=== Text section ===
----------

The Tommy Tuberville for U.S. Senate campaign released a social media video Thursday featuring Tuberville alongside former U.S. Sen. and Attorney General Jeff Sessions. The two former Republican primary opponents had participated in a series of campaign events across the Tennessee Valley area.

Tuberville and Sessions on Wednesday met with representatives of Huntsville’s defense and technology sectors, participated in an event sponsored by the Republican Women of Huntsville and headlined multiple campaign fundraising events.

Sessions said, “Tommy, I support you 100 percent. Alabama must send you to represent us in the Senate. We cannot allow a Chuck Schumer acolyte – Doug Jones – to represent Alabama in the Senate.”

“You see it on his vote on the judges and Kavanaugh and the way he’s behaved about the new nominee, so I think … it would be shocking that Alabama would reelect a Doug Jones,” Sessions continued. “I know you’re going to win. I feel really good about it, and I’m glad that you’re traveling the state hard and that you’re here in this important community.”

The night after Tuberville won the Republican primary runoff election, Sessions committed to doing his part to help defeat Jones and reclaim the Senate seat for the ALGOP.

----------

=== Dataset entries ===
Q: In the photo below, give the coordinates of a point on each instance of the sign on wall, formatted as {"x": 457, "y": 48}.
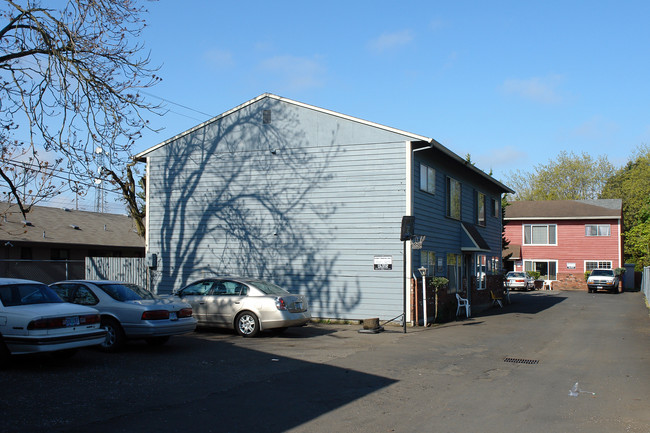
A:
{"x": 383, "y": 263}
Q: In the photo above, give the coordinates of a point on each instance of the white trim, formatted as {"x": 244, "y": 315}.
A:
{"x": 557, "y": 270}
{"x": 584, "y": 264}
{"x": 146, "y": 213}
{"x": 531, "y": 218}
{"x": 523, "y": 235}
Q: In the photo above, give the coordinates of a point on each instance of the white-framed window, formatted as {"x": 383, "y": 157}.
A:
{"x": 428, "y": 260}
{"x": 481, "y": 271}
{"x": 427, "y": 179}
{"x": 494, "y": 265}
{"x": 453, "y": 198}
{"x": 495, "y": 208}
{"x": 480, "y": 208}
{"x": 454, "y": 262}
{"x": 590, "y": 265}
{"x": 546, "y": 268}
{"x": 597, "y": 230}
{"x": 540, "y": 234}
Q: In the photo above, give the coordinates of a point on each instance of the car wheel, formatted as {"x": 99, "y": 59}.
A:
{"x": 247, "y": 324}
{"x": 157, "y": 341}
{"x": 114, "y": 335}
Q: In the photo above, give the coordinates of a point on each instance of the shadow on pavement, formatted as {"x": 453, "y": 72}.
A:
{"x": 190, "y": 384}
{"x": 526, "y": 303}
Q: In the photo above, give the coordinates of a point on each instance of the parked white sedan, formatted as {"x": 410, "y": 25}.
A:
{"x": 519, "y": 280}
{"x": 34, "y": 319}
{"x": 245, "y": 304}
{"x": 129, "y": 312}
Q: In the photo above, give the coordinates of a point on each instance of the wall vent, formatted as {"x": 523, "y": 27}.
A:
{"x": 521, "y": 361}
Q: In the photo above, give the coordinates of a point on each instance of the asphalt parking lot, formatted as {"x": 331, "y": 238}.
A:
{"x": 324, "y": 378}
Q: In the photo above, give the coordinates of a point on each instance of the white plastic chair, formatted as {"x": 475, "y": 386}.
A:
{"x": 496, "y": 300}
{"x": 462, "y": 302}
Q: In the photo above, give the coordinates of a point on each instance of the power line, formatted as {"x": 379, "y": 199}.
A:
{"x": 177, "y": 104}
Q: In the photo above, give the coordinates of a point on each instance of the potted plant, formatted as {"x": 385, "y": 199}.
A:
{"x": 437, "y": 283}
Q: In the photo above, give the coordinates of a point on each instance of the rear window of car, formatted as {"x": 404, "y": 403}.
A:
{"x": 27, "y": 294}
{"x": 269, "y": 288}
{"x": 126, "y": 292}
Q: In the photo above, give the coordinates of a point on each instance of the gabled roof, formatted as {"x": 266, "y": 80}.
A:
{"x": 564, "y": 209}
{"x": 64, "y": 226}
{"x": 425, "y": 141}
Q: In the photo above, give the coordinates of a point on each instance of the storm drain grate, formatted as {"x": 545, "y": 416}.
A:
{"x": 521, "y": 361}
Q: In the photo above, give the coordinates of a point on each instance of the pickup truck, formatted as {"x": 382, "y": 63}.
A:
{"x": 602, "y": 279}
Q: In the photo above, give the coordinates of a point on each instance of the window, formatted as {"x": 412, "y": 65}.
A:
{"x": 428, "y": 260}
{"x": 540, "y": 234}
{"x": 481, "y": 271}
{"x": 453, "y": 272}
{"x": 480, "y": 208}
{"x": 493, "y": 268}
{"x": 603, "y": 264}
{"x": 495, "y": 208}
{"x": 546, "y": 268}
{"x": 59, "y": 254}
{"x": 597, "y": 230}
{"x": 26, "y": 253}
{"x": 453, "y": 198}
{"x": 427, "y": 179}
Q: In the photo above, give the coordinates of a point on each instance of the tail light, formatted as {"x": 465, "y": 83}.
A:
{"x": 185, "y": 312}
{"x": 155, "y": 315}
{"x": 280, "y": 304}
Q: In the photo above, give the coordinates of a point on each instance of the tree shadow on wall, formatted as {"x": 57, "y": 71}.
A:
{"x": 239, "y": 196}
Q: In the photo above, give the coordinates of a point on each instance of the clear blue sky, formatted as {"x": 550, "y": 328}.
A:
{"x": 511, "y": 83}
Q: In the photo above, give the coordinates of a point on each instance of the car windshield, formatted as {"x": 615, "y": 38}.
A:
{"x": 602, "y": 273}
{"x": 126, "y": 292}
{"x": 269, "y": 288}
{"x": 26, "y": 294}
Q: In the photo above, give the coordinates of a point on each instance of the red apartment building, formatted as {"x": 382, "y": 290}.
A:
{"x": 562, "y": 239}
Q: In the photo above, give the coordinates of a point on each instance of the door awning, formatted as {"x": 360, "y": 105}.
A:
{"x": 471, "y": 239}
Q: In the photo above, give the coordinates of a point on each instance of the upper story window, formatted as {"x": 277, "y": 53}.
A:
{"x": 453, "y": 198}
{"x": 427, "y": 179}
{"x": 540, "y": 234}
{"x": 591, "y": 265}
{"x": 495, "y": 208}
{"x": 597, "y": 230}
{"x": 480, "y": 208}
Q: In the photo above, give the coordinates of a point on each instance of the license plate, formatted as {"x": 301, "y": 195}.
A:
{"x": 71, "y": 321}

----------

=== What to produce ===
Please retype the part of the Tuberville campaign text starting with "The night after" and going on through "for the ALGOP.".

=== Response for this exercise ===
The night after Tuberville won the Republican primary runoff election, Sessions committed to doing his part to help defeat Jones and reclaim the Senate seat for the ALGOP.